**DOCUMENT TEXT:**

┄┄┄┄┄┄┄┄┄┄┄┄┄┄┄┄┄┄┄┄

In
helping to organize several meetings and events for conservation groups, I’ve
frequently encountered conservation professionals loudly declaiming “Don’t you
know who I am!” and expecting special treatment. Recently I got an email
from someone whose abstract was rejected by a conference committee I was assisting, in
which they had quite a tantrum. There were lots of exclamation marks and
capital letters saying that it was unfair they were rejected and they will
never ever go again to any meetings by this professional society and will
resign their membership. I was asked by someone outside the conservation field
whether it was usual that we get such childish and temperamental responses to
rejections. Sadly we often do – whether it be rejections for journals, jobs or
conference presentations.
However, I also told that person that anyone who’s
been an academic for a while gets used to being rejected. Few papers get
accepted at first submission, for example. So most conservation professionals take
it in their stride. Moreover, anyone who is in the conservation field should really
get used to difficulties and failures, as these are all too frequently components
of the job. A conservation biologist is not going to last long if they
go berserk at the least slight or hard knock or have a fragile ego.
Conservation is often about conflict, and trying to resolve this conflict
through reasoned argument, understanding and diplomacy. You often get knocked
down, but to quote Chumbawumba, you just have to “get up again”.

┄┄┄┄┄┄┄┄┄┄┄┄┄┄┄┄┄┄┄┄

**PROVIDED INFORMATION:**
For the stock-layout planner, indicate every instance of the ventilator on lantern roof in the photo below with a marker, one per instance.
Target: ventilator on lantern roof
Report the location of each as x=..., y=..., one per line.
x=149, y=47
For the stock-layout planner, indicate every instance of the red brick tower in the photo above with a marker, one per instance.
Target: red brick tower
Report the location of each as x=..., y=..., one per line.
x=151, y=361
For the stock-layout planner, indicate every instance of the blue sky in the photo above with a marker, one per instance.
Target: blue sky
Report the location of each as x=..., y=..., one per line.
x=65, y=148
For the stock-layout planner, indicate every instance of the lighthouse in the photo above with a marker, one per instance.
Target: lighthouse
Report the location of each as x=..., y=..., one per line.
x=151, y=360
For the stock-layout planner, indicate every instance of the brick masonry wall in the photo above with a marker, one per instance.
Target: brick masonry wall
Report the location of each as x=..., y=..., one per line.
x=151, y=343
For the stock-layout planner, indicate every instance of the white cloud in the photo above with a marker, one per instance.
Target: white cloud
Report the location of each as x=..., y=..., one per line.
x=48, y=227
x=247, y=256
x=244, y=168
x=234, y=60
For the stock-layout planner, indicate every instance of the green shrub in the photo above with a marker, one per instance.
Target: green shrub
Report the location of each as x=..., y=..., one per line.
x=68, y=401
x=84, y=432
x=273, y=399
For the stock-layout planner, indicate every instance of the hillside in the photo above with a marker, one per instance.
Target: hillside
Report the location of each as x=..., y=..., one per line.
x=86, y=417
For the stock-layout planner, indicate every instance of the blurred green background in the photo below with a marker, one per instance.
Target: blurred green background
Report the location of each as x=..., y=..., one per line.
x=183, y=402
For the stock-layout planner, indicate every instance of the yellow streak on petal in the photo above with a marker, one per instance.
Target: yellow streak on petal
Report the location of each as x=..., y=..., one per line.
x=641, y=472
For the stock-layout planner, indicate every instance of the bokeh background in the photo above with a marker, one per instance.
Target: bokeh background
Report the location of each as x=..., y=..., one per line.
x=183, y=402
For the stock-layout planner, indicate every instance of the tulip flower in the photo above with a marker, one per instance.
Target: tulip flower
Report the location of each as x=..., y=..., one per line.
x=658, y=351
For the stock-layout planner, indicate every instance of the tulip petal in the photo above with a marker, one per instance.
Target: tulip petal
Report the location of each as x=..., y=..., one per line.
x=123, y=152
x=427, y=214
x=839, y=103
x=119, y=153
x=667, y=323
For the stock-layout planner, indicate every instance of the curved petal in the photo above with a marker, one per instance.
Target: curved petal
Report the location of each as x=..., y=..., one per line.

┄┄┄┄┄┄┄┄┄┄┄┄┄┄┄┄┄┄┄┄

**TASK LIST:**
1. Decide whether each statement agrees with the passage on rejection in conservation, answering yes or no and quoting the words that settle it: (a) The writer says few papers are accepted at first submission. (b) The writer says childish responses to rejection are rare. (c) The angry email came from someone whose abstract was turned down by a conference committee the writer was assisting.
2. Carry on the passage on rejection in conservation from its last sentence.
This data has nothing to do with the passage on rejection in conservation.

**RESULTS FOR THE EXERCISE:**
1.
(a) Yes: "Few papers get accepted at first submission, for example."
(b) No: "Sadly we often do"
(c) Yes: "from someone whose abstract was rejected by a conference committee I was assisting"

2.
As a result, one could reach the conclusion that someone who is really childish, temperamental, rude etc. should not last long in real-world conservation. Sadly, such tantrum-throwing individuals may last longer, or even thrive, in academia, but that’s another story. However, that person will be a horror for colleagues in the field. So for the case above, resigning from a society or refusing to go to conservation meetings is like natural selection, weeding the weak and unfit from the gene pool. If they are going to ditch going to premiere meetings to learn the latest cutting-edge conservation and science over a run-of-the-mill abstract rejection, then it’s their loss and frankly our gain…
However, despite the potential forces of natural selection, inflated – yet fragile – egomaniacal bloviates are still all too common in the conservation world. There are several major marine conservation initiatives that foundered because, for example, coalitions would not let certain organizations have top billing in materials, and the thwarted organizations walked away, taking their essential funding with them. Others would not cooperate with conservation academics from a competing institution, and held back essential information and resources, causing the project to collapse. Frequently managing a conservation project is more about managing the egos of collaborators, or the egos of their organisations, rather than managing the actual project itself. This type of “human resources” management is, unfortunately, a skill in which few conservation professionals receive any training. Too frequently these days, in order to achieve conservation success, you have to first manage the ego-system, before finally getting down to efforts to restore the eco-system.